=== Begin Enclosure ===
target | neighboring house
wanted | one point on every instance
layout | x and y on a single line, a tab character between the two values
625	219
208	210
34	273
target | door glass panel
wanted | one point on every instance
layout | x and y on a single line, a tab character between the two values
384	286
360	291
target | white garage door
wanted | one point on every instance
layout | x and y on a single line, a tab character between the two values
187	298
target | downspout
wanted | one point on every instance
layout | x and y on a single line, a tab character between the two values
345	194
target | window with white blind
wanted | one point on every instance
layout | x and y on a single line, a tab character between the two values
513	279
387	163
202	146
=== End Enclosure ===
Set down each entry again, exactly as written.

target | neighboring house
wanted | one point on every instance
layout | x and y on a single line, a tab character between the two values
625	219
208	210
34	273
target | door glass panel
wanted | one point on every instance
layout | x and y on a single line, a tab character between the two values
384	286
360	291
target | white garage door
wanted | one point on every instance
layout | x and y on a single line, a tab character between the two values
187	298
target | downspout
wanted | one point on every instance
layout | x and y on a single line, a tab character between the two values
345	194
target | window with white blind
wanted | one point on every instance
layout | x and y on a single line, a tab character between the two values
513	279
387	163
202	146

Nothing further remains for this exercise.